> [Set exercise]:
Condense the paragraph of the validator-reduction post that begins "The economics reinforce the case" into a short bulleted list that keeps its main facts.

> [Extract to read]:
———

The economics reinforce the case. Even under a reduced inflation model, per-validator rewards at 500 validators are roughly 13% above current levels, and at your final target of 120 they’re close to 5x. The “validators can’t pay their bills” problem gets better at every step of the reduction, not worse. That’s the argument that should win over the validators who might initially see this as a threat.

Starting at 24 cores rather than the 32 approved in WFC 573 makes sense given current demand. No point provisioning for capacity nobody is using. Scaling back up to 32 — or beyond — when activity justifies it is a more honest approach than maintaining infrastructure on speculation.

On the decentralization question — this is where it gets hard. At 120 validators, the barrier to entry rises and the set could consolidate around exchanges and large holders who can absorb the operational costs. Something like an on-chain nodes programme that factors in entity diversity or geographic distribution could help, but the design matters a lot — poorly structured incentives would just create a new set of problems. Curious whether others in the validator community have thoughts on what that would look like.

The reduction schedule and the broader economic picture are connected. Fewer validators means lower security costs, which opens the door to adjusting inflation parameters without hurting anyone’s bottom line. The burn-based tokenomics work in this forum was designed with exactly this sequencing in mind — cost side first, supply side second. Seeing the cost side move forward matters.

———

> [Dataset rows]:

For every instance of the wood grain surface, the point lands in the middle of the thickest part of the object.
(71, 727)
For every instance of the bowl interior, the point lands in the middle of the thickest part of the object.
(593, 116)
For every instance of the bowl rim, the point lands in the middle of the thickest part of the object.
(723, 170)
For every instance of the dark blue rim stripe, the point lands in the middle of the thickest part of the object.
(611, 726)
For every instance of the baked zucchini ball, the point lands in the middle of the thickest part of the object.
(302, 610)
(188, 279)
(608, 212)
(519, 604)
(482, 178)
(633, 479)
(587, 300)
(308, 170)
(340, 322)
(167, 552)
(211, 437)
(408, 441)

———

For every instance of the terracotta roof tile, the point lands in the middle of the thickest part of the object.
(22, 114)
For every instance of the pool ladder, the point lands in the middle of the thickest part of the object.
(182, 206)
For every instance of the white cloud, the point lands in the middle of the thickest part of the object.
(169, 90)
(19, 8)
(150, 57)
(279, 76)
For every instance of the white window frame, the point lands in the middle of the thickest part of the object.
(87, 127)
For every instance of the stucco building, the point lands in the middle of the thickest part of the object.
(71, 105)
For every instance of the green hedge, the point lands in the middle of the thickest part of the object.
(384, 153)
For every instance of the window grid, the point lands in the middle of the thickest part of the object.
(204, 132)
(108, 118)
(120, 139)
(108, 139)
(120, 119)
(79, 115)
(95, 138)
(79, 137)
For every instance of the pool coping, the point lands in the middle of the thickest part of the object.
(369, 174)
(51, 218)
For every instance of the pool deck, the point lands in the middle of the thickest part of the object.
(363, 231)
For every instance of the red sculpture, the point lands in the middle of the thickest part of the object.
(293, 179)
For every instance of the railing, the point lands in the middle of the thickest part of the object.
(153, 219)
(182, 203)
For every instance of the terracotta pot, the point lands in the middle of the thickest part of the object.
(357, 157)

———

> [Output for this exercise]:
- Even under a reduced inflation model, per-validator rewards at 500 validators are roughly 13% above current levels.
- At the final target of 120 validators, those rewards are close to 5x current levels.
- The problem of validators being unable to pay their bills gets better at every step of the reduction.
- This argument should win over validators who might first see the reduction as a threat.